:: STUDY TEXT ::
Substrate Binding and Catalysis by Ubiquitin C-Terminal Hydrolases: Identification of Two Active Site Residues

Abstract

Ubiquitin C-terminal hydrolases (UCH's) are a newly-defined class of thiol proteases implicated in the proteolytic processing of polymeric ubiquitin. They are important for the generation of monomeric ubiquitin, the active component of the eukaryotic ubiquitin-dependent proteolytic system. There are at least three mammalian isozymes which are tissue specific and developmentally regulated. To study the structure and functional roles of these highly homologous enzymes, we have subcloned and overexpressed two of these isozymes, UCH-L1 and UCH-L3. Here, we report their purification, physical characteristics, and the mutagenesis of UCH-L1. Site-directed mutagenesis of UCH-L1 reveals that C90 and H161 are involved in catalytic rate enhancement. Data from circular dichroic and Raman spectroscopy, as well as secondary structure prediction algorithms, indicate that both isozymes have a significant amount of α- helix (>35%), and contain no disulfide bonds. Both enzymes are reasonably stable, undergoing a reversible thermal denaturation at 52 °C. These transitions are characterized by thermodynamic parameters typical of single domain globular proteins. Substrate binding affinity to UCH-L3 was directly measured by equilibrium gel filtration (K_d = 0.5 μM), and the results are similar to the kinetically determined K_m for ubiquitin ethyl ester (0.6 μM). The binding is primarily electrostatic in nature and indicates the existence of a specific and extensive binding site for ubiquitin on the surface of the enzyme.

:: RECORD EXTRACTS ::

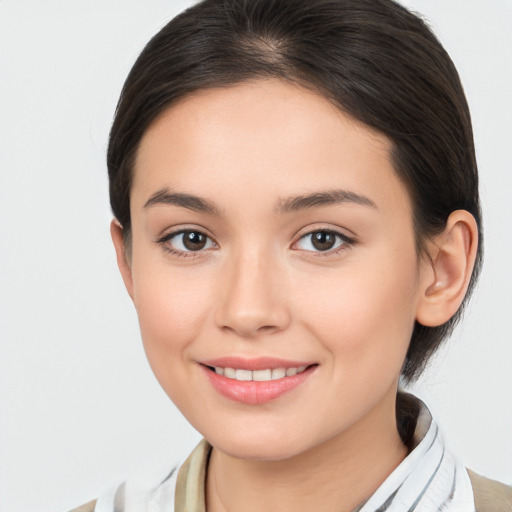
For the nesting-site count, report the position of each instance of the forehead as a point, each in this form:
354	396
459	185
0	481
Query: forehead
265	135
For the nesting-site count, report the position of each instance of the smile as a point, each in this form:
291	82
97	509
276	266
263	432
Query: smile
258	375
256	381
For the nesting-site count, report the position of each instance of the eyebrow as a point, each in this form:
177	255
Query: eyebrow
192	202
326	198
288	205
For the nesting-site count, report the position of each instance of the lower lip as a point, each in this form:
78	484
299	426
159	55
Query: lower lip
256	392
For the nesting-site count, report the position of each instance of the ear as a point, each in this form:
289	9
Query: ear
116	231
452	258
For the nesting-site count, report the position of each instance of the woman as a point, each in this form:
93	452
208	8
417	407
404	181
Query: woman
297	221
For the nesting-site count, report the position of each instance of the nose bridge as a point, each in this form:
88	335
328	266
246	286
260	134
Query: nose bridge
253	301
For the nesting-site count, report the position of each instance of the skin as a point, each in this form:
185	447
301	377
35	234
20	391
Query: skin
260	288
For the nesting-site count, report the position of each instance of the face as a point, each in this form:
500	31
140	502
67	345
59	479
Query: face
273	267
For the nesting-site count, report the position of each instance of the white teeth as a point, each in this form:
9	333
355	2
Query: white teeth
243	375
278	373
262	375
258	375
230	373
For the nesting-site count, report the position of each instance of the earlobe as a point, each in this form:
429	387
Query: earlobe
452	258
116	231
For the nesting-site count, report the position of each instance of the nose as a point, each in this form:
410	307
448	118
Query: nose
252	299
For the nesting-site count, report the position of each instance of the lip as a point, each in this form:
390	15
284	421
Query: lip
255	392
258	363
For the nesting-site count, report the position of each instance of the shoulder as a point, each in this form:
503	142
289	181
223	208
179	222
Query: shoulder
490	495
87	507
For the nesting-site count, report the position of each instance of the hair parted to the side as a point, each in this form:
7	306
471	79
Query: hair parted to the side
373	59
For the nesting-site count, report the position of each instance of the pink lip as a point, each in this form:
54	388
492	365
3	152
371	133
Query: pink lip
255	392
258	363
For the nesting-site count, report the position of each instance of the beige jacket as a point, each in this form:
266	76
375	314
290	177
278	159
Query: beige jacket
490	495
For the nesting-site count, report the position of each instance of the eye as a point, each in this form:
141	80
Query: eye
322	240
186	241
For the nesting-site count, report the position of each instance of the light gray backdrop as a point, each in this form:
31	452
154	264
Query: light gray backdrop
79	407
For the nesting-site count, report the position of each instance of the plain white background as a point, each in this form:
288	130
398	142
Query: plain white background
79	407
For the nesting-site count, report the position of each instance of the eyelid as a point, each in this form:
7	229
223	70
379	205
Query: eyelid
169	235
347	240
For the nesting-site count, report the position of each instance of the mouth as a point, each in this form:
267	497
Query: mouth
257	381
265	375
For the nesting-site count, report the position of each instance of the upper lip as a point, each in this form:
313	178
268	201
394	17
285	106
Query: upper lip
258	363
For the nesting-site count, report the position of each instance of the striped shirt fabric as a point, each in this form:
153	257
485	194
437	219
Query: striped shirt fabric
429	479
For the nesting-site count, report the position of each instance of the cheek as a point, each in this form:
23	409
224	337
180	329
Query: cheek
364	311
173	308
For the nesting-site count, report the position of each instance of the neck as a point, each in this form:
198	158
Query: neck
336	475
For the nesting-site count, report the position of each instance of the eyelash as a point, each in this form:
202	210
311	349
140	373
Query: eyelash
163	242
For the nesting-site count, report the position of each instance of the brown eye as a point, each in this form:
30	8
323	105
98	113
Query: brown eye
323	240
194	241
186	241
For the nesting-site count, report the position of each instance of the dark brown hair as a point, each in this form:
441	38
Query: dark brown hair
373	59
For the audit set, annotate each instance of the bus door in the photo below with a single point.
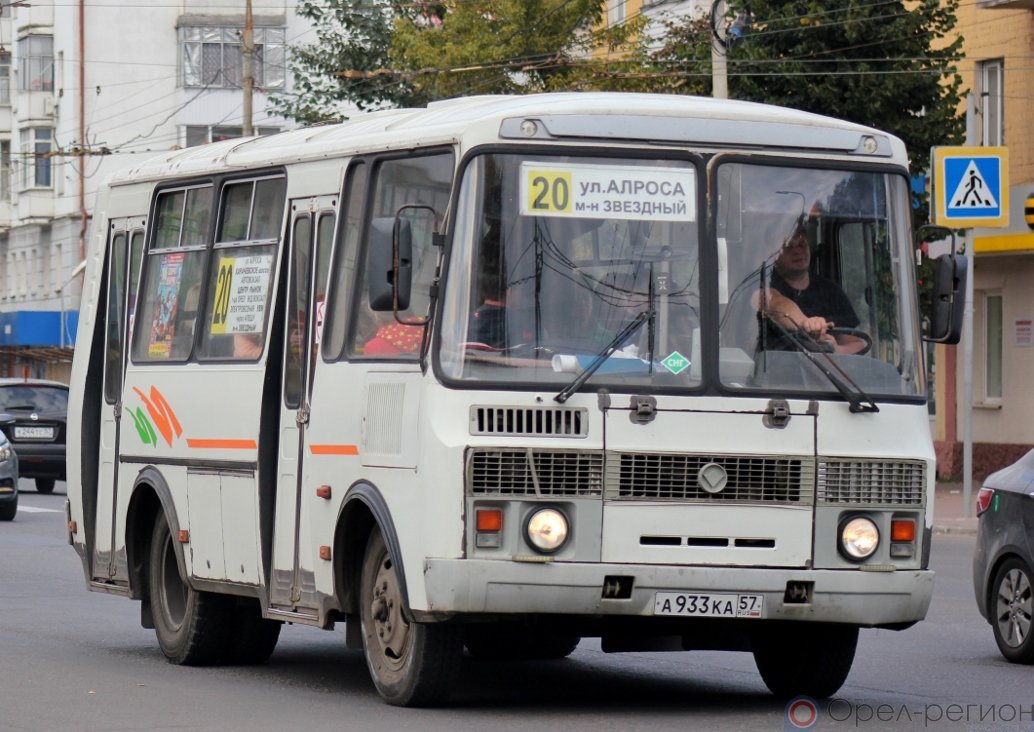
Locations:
(311, 235)
(125, 245)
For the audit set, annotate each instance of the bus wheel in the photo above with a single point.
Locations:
(191, 627)
(412, 664)
(252, 638)
(513, 641)
(804, 658)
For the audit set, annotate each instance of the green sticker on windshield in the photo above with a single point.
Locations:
(676, 363)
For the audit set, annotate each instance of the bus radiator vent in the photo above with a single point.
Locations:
(529, 422)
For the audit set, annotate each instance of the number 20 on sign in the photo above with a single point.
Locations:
(548, 191)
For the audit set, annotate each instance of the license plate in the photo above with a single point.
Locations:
(33, 433)
(707, 605)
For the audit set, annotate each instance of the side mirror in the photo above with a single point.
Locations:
(389, 275)
(948, 299)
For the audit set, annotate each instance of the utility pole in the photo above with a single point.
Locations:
(720, 75)
(247, 57)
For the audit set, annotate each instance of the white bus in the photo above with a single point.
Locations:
(506, 372)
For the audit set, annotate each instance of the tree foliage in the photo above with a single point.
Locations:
(383, 53)
(886, 64)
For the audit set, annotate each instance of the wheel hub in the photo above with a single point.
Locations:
(389, 626)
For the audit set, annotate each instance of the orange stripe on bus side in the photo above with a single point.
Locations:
(334, 450)
(222, 444)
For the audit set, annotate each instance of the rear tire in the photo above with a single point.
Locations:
(192, 628)
(803, 658)
(412, 664)
(1011, 606)
(514, 641)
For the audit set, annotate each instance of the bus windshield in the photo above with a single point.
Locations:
(815, 279)
(557, 255)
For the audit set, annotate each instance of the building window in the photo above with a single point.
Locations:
(4, 170)
(35, 63)
(202, 134)
(212, 57)
(993, 347)
(4, 79)
(992, 101)
(616, 11)
(37, 144)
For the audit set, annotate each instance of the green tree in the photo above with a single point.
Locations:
(376, 53)
(345, 62)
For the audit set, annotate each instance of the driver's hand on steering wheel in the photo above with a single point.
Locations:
(817, 327)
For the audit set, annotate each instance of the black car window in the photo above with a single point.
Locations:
(35, 398)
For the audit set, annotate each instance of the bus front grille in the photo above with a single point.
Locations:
(526, 471)
(872, 482)
(768, 480)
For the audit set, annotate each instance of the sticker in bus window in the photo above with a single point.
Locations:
(636, 192)
(240, 295)
(159, 345)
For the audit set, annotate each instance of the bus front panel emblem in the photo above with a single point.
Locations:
(712, 478)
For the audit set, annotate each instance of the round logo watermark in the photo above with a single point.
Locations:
(801, 713)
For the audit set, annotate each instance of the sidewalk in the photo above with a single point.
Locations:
(949, 510)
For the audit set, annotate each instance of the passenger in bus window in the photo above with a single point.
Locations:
(393, 338)
(247, 345)
(799, 300)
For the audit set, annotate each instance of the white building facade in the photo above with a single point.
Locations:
(90, 87)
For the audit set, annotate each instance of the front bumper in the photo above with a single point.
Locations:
(869, 599)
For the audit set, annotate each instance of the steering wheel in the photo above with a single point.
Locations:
(855, 332)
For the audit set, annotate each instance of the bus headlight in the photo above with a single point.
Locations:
(546, 529)
(859, 537)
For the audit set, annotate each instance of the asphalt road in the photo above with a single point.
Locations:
(72, 660)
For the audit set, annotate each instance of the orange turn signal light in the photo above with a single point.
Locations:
(903, 530)
(489, 519)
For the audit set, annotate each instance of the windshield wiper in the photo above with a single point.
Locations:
(856, 397)
(602, 357)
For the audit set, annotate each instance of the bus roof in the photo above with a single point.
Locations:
(614, 117)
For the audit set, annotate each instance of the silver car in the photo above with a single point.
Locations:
(8, 480)
(1002, 576)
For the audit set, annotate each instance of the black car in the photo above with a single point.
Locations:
(8, 481)
(1002, 575)
(37, 412)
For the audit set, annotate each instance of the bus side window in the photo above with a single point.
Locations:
(426, 181)
(172, 275)
(240, 276)
(343, 263)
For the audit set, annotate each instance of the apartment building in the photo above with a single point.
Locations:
(90, 87)
(998, 37)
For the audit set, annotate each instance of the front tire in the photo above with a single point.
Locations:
(192, 628)
(804, 658)
(412, 664)
(1011, 608)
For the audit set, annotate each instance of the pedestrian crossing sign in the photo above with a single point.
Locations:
(971, 187)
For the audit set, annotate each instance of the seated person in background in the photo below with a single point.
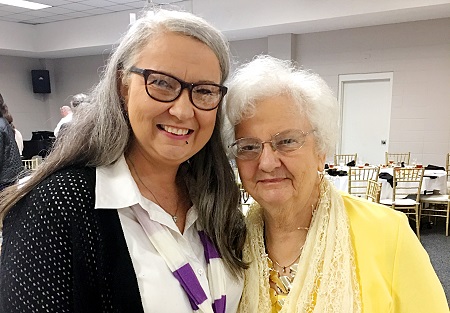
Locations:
(10, 160)
(66, 113)
(79, 99)
(17, 134)
(311, 248)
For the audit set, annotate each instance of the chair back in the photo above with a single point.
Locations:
(447, 168)
(344, 158)
(31, 164)
(358, 178)
(397, 158)
(407, 182)
(373, 191)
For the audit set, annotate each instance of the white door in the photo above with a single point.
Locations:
(365, 103)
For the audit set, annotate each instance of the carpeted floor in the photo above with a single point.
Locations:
(438, 247)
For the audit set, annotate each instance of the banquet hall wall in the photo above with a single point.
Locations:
(416, 52)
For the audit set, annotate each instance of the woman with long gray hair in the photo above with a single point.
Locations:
(136, 207)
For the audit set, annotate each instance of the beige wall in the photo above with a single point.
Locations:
(418, 53)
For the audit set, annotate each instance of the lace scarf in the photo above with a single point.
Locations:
(326, 279)
(166, 246)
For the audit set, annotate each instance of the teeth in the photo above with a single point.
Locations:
(176, 131)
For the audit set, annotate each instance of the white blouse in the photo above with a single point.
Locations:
(160, 290)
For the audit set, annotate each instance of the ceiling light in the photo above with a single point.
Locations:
(25, 4)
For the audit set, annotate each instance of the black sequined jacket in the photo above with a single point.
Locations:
(59, 254)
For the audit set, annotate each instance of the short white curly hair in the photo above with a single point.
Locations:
(265, 77)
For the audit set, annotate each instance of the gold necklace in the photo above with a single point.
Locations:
(174, 216)
(287, 266)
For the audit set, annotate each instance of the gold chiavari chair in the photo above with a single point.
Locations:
(397, 158)
(407, 183)
(373, 192)
(358, 178)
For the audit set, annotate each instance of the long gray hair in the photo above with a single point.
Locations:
(100, 133)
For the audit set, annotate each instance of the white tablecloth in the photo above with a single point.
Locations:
(437, 184)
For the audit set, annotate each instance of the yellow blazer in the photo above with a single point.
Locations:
(393, 268)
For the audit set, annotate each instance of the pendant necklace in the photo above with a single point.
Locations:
(174, 216)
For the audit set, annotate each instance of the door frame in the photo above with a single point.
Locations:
(345, 78)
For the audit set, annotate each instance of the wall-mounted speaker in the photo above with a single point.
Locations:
(41, 81)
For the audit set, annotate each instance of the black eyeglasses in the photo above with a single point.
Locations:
(284, 142)
(166, 88)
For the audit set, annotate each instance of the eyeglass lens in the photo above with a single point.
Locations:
(165, 88)
(284, 142)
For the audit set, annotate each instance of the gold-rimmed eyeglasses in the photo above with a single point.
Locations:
(167, 88)
(250, 148)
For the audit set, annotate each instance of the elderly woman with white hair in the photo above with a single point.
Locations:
(311, 248)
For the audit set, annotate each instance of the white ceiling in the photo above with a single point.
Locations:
(66, 10)
(85, 27)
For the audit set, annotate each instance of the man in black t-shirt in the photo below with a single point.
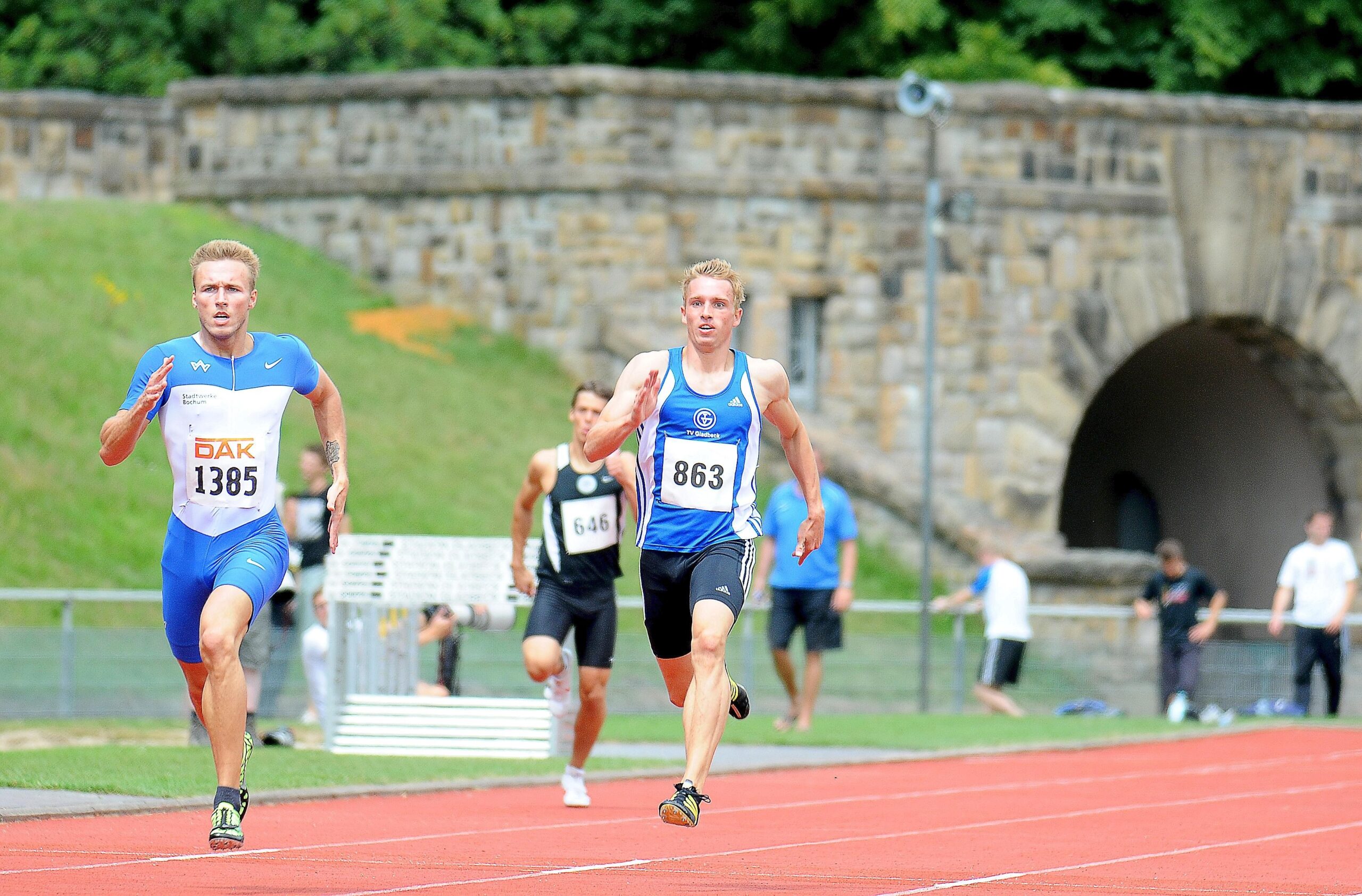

:: WORK REQUIRED ::
Answer from the abstract on ubiquitin C-terminal hydrolases:
1. Which two residues of UCH-L1 are involved in catalytic rate enhancement?
2. At what temperature do both enzymes undergo reversible thermal denaturation?
3. What dissociation constant was measured for substrate binding to UCH-L3 by equilibrium gel filtration?
The material plays no part in this exercise.

:: EXERCISE ANSWER ::
1. C90 and H161
2. 52 °C
3. K_d = 0.5 μM